**Page extract**
· · · · ·
I enjoy reading. Some books I read because I must. After all, I am a pastor and professor; sermons and lectures must be prepared. But most of the time I read not because I have to but because I want to.

Several books on my list I’ve read before. Every year or two The Pilgrim’s Progress shows up on my list, as do Shakespearean plays. Early in my ministry, I read J.C. Ryle’s Holiness, which profoundly shaped the way I think about this critically important Biblical doctrine, and I have revisited it many times since. In fact, Ryle has influenced me as much as any other evangelical writer. So, this year I eagerly read Ian Murray’s biography of Ryle.

My favorite 2016 read was Jane Dawson’s John Knox. In my opinion, she does for Knox what Bruce Gordon ‘s biography did for Calvin: both authors’ deft use of historical materials and elegant writing present the lives of men who shaped the Reformed and Presbyterian world.

Among books on American culture, three stand out.

Yuval Levin’s The Fractured Republic demonstrates that much of  the polarization of 21st century American political and cultural life has its roots in America’s emergence from the Second World War as the world’s economic powerhouse. Unlike many places in Europe and Asia, our cities were not reduced to rubble. Our manufacturing and industrial products helped to rebuild a war-ravaged world, and led to a period of economic ascendancy that has shaped the aspirations of our nation’s two principal political parties. One longs to return to the postwar conditions that witnessed the rapid expansion of organized labor, social reform legislation, and welfare benefits; the other seeks sustained economic growth that can only be achieved when America dominates global markets. Neither aspiration is possible. Levin argues for the renewal of America’s mediating institutions, those which stand between the individual and government –  family, religious institutions, schools, and civic organizations.

During the past few years I’ve done some reading on issues relating to race, policing, and mass incarceration.  William Stuntz’s  The Collapse of American Criminal Justice has helped me put contemporary issues in their historical, political, constitutional, and legal context. Ghettoside by Jill Leovy – a book I read last year – recounts the tragic murder of a policeman’s son in South Central LA and its aftermath. These two books provide a compelling introduction to very agonizing issues.
· · · · ·
**Entries supplied**
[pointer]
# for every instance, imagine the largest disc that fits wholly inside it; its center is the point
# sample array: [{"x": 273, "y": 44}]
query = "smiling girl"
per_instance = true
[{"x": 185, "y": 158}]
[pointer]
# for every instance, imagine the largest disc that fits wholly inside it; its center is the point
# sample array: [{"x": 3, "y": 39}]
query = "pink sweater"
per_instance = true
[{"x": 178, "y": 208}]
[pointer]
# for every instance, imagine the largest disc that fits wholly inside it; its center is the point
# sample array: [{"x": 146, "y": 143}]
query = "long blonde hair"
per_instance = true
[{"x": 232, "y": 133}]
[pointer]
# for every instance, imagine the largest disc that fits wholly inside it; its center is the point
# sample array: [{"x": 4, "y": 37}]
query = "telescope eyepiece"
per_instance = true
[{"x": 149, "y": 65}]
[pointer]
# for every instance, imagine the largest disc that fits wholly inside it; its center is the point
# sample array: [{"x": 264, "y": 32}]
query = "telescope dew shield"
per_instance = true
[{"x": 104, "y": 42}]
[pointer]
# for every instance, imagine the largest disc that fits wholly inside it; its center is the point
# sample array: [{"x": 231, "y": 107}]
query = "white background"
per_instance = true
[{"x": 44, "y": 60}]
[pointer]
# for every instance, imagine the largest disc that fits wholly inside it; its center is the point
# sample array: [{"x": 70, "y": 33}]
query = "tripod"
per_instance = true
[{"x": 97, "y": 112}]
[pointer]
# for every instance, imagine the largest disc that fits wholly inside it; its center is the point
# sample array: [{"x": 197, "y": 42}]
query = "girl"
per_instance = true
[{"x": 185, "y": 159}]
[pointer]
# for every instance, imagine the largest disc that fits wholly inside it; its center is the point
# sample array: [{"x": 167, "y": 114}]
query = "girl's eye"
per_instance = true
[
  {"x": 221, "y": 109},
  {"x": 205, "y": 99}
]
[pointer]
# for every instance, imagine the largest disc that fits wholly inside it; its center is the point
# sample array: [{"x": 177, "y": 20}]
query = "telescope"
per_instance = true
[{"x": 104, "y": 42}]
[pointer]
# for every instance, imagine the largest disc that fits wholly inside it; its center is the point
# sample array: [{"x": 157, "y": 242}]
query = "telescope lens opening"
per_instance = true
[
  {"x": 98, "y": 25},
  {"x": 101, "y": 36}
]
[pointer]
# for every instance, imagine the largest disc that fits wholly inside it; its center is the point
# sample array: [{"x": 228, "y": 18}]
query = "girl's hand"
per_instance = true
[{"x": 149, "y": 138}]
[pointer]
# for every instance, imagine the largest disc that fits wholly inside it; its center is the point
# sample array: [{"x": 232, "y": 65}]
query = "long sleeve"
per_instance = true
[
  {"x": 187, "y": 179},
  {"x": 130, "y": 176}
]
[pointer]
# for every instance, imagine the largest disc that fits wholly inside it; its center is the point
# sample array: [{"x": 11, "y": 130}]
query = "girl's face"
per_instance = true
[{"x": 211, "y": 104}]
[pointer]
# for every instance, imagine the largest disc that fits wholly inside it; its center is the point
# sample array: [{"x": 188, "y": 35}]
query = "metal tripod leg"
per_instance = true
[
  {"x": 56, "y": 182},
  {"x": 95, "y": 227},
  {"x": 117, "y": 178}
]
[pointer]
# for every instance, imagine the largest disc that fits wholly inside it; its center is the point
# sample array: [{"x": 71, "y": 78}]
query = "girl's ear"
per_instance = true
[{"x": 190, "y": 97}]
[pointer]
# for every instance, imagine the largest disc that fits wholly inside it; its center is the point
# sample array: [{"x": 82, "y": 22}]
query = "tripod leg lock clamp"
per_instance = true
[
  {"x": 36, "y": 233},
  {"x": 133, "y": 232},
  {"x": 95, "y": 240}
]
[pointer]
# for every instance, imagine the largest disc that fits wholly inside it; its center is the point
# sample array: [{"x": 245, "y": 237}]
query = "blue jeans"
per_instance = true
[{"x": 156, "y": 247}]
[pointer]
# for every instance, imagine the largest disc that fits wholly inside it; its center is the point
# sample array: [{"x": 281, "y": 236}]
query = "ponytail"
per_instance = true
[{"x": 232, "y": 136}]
· · · · ·
**Exercise task 1**
Summarize the page extract in two sentences.
**Exercise task 2**
Return each line in the rows that contains the string "telescope", treating case as significant.

**Final answer 1**
The writer, a pastor and professor, reads mostly out of desire rather than obligation, rereads books such as The Pilgrim's Progress and J.C. Ryle's Holiness, and names Jane Dawson's John Knox as the favorite 2016 read. On American culture, the writer highlights Yuval Levin's The Fractured Republic, which traces polarization to America's postwar economic ascendancy and argues for renewing mediating institutions, along with books by William Stuntz and Jill Leovy on criminal justice and the murder of a policeman's son.

**Final answer 2**
query = "telescope eyepiece"
query = "telescope dew shield"
query = "telescope"
query = "telescope lens opening"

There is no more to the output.